== WHAT THE TASK ASKS ==
Scan the records for the word "below". Return each line where it is found.

== RECORDS PROVIDED ==
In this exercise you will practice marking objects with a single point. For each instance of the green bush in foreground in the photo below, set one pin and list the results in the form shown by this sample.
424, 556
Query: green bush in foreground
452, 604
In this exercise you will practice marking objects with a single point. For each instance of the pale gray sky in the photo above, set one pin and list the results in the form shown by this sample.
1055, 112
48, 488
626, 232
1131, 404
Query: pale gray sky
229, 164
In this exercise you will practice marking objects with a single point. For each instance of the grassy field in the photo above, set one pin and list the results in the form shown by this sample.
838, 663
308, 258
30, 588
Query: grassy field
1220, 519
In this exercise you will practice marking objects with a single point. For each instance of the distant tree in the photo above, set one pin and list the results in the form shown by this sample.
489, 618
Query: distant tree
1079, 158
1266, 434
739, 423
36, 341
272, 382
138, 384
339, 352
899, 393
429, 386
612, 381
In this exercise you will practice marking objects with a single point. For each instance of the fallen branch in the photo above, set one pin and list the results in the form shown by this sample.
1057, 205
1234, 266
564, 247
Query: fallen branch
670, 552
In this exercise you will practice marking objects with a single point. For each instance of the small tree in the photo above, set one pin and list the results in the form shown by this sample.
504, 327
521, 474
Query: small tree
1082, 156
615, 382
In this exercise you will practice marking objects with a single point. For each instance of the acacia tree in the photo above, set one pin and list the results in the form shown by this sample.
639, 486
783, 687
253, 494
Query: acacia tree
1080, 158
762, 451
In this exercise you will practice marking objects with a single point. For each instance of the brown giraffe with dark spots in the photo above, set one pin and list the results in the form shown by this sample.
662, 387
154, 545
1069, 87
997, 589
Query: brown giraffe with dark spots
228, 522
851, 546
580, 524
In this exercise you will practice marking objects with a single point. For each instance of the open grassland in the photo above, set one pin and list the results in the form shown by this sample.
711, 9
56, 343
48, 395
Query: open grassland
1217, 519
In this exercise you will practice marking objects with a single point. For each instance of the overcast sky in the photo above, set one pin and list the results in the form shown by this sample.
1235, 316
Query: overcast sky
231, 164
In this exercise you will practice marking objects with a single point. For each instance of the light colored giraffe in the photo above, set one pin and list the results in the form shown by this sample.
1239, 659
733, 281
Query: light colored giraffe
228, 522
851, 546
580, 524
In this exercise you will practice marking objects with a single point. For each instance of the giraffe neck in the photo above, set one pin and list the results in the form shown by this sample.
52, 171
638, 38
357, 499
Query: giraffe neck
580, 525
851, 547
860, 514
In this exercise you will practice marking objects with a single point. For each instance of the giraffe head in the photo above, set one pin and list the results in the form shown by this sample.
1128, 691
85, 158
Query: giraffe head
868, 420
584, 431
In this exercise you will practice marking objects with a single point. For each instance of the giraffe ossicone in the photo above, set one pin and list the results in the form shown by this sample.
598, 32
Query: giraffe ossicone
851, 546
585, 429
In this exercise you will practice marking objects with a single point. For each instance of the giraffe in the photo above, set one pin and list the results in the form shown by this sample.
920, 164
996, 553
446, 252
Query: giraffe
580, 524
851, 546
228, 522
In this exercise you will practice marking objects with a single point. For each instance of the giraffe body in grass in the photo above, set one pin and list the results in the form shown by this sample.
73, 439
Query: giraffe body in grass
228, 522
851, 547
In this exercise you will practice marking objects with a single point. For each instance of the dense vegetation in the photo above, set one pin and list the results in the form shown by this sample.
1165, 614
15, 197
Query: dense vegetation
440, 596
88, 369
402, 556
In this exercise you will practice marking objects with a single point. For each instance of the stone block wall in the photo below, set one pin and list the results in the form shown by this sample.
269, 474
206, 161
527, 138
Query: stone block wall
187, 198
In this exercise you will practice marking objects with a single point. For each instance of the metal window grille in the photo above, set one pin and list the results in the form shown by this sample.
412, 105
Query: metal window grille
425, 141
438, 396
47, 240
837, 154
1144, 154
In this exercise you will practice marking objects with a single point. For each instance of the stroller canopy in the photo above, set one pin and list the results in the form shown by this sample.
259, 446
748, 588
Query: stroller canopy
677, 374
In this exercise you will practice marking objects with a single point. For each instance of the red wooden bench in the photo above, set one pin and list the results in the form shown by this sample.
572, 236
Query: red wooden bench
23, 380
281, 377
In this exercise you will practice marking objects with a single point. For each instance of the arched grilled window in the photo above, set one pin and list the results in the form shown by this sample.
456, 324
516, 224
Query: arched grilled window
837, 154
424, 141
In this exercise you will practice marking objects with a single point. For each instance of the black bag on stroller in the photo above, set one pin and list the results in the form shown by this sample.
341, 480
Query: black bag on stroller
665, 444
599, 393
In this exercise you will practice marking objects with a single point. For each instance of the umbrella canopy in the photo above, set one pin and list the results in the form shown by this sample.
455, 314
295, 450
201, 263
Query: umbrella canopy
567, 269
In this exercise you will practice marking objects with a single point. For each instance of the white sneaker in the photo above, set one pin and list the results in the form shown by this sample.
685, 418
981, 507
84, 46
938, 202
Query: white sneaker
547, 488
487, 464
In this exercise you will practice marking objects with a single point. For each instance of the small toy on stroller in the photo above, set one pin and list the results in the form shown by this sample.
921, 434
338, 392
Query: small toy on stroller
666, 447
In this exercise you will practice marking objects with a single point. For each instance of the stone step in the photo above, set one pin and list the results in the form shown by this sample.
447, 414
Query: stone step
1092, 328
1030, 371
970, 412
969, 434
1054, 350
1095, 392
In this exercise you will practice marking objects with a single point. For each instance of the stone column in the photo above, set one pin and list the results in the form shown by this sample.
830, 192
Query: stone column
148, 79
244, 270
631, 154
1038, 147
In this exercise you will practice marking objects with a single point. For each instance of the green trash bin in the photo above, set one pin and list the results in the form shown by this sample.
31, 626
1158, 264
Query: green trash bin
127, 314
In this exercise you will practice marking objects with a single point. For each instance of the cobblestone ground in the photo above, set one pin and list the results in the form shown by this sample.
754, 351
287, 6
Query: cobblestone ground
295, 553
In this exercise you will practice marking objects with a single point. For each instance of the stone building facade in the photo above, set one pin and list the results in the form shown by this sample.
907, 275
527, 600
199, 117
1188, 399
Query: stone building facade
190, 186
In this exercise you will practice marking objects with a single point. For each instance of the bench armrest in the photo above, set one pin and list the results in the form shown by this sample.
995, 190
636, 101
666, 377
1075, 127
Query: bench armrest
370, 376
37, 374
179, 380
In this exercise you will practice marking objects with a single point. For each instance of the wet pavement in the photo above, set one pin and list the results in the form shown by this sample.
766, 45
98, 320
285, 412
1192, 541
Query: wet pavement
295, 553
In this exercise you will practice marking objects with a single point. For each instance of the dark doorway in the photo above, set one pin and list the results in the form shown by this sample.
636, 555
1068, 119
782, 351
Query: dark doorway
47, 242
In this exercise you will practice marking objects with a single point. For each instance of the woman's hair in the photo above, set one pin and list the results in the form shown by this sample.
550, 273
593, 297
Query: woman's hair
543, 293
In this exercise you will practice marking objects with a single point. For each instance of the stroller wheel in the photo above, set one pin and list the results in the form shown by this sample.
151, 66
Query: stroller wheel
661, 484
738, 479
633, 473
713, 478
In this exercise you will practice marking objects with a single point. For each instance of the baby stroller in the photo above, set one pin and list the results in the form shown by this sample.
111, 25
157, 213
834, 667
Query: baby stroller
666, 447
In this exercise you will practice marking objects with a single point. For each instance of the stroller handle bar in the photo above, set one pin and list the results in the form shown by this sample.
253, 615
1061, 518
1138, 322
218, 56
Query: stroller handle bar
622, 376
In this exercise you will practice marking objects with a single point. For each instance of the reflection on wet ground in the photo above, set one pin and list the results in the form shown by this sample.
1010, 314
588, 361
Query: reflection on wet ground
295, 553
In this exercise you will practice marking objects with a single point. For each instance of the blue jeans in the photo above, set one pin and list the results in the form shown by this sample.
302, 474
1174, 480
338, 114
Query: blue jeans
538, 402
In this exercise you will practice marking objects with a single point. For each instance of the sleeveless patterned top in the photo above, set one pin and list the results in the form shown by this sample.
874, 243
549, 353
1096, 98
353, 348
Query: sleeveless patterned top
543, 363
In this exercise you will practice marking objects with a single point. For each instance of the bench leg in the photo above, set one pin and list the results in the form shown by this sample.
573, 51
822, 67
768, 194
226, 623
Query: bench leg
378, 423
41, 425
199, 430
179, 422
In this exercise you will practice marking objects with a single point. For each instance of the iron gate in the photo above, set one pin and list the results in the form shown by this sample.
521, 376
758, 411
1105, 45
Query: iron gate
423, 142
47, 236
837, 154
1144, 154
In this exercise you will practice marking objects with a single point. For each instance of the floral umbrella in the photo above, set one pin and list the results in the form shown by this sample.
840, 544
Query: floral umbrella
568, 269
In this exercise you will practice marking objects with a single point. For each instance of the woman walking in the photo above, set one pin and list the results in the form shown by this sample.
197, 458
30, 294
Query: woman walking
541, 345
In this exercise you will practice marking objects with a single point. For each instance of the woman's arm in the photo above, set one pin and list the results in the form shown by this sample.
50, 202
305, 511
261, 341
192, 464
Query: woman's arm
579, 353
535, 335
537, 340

== WRITTEN RESPONSE ==
In this exercise you will practice marking objects with a single point. For each instance of the green bush in foreground in the photo below, set one pin and list the results in the form shown by this sample.
In this exercise you will practice marking objects with a single point. For each instance of the stone block wall in the photo below, set one pin and list the results in the form shown by this sample.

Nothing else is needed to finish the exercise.